CECI n'est pas EXECUTE 26 octobre 1868

Année 1868 |

26 octobre 1868

Alfred de Falloux à Charles de Montalembert

26 octobre 1868

Très cher ami,

Je suis navré des nouvelles que vous me donnez de vos yeux, et pourtant, je veux espérer que l’amélioration d’un si pénible état n’est pas aussi difficile que vous le craignez ; car ce qui vous ont vu à Paris parlent de vous, de votre aspect, de la liberté plus grande de vos mouvements, en des termes qui ne m’avaient pas préparé à votre douloureux bulletin. D’autre part, vous avez un si rare courage, qu’on ne peut vous soupçonner de vous rien exagérer à vous-même. Je demeure donc bien perplexe, bien préoccupé et par-dessus tout bien malheureux de ne pouvoir prendre ma place auprès de votre chaise longue. Cette privation, je puis vous l’attester devant Dieu, la plus amère portion de l’épreuve qui m’est imposée à moi-même et qui ne va pas en diminuant, bien loin de là !

Je vous écris ce matin dans une disposition si mauvaise que je demande à Madame de Montalembert1 la permission de lui annoncer, par votre entremise, que nos recherches de cuisinier ou de cuisinière ont également échoué. Je dois aller de ma personne à Angers, après la Toussaint, pour des affaires indispensables. J’y continuerai l’enquête, mais, d’après les renseignements que j’ai déjà, je n’y apporte pas grand espoir. Il est écrit que je ne pourrai vous être bon à rien, même de loin !

J’arrive maintenant à votre projet de mémoire, je ne puis assez vous remercier de cette précieuse communication. Vous me demandez de vous en donner mon sentiment personnel. Il est d’abord celui de l’admiration et de l’adhésion sans réserve. Voici ensuite mes observations au point de vue uniquement pratique.

 

1° L’évêque2 doit-il prendre l’initiative d’une telle démarche envers tout l’épiscopat ? Cela ne ressemblera-t-il pas à une tentative d’usurpation à Rome et dans beaucoup d’évêché ? C’est la question qui se pose d’elle-même. Je ne suis pas en mesure de la résoudre et je pense qu’Orléans en a délibéré avec vous. Je passe donc outre comme si le mémoire était résolu. Je transformerai les paragraphes III, IV, et V, de façon à ne pas prendre nominativement l’Univers à partie, ne pas le citer, comme vous le faites, en bas d’une page, et à ne pas être conduit à employer des mots, tels que : l’aveuglement de la bêtise et l’arrogance de l’orgueil. Vous comprenez bien, cher ami, que ce n’est pas leur justesse que je conteste mais leur effet en vue du but à atteindre.

_Consigne écrite_
Pouvez-vous transcrire mot pour mot, dans la lettre de Falloux à Montalembert ci-dessus, tout ce qui va de « Je vous écris » jusqu'à « même de loin ! » ?

_Données recueillies_
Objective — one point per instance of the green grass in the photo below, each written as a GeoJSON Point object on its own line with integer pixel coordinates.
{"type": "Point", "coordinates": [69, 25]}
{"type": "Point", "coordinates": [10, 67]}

_Réponse_
Je vous écris ce matin dans une disposition si mauvaise que je demande à Madame de Montalembert1 la permission de lui annoncer, par votre entremise, que nos recherches de cuisinier ou de cuisinière ont également échoué. Je dois aller de ma personne à Angers, après la Toussaint, pour des affaires indispensables. J’y continuerai l’enquête, mais, d’après les renseignements que j’ai déjà, je n’y apporte pas grand espoir. Il est écrit que je ne pourrai vous être bon à rien, même de loin !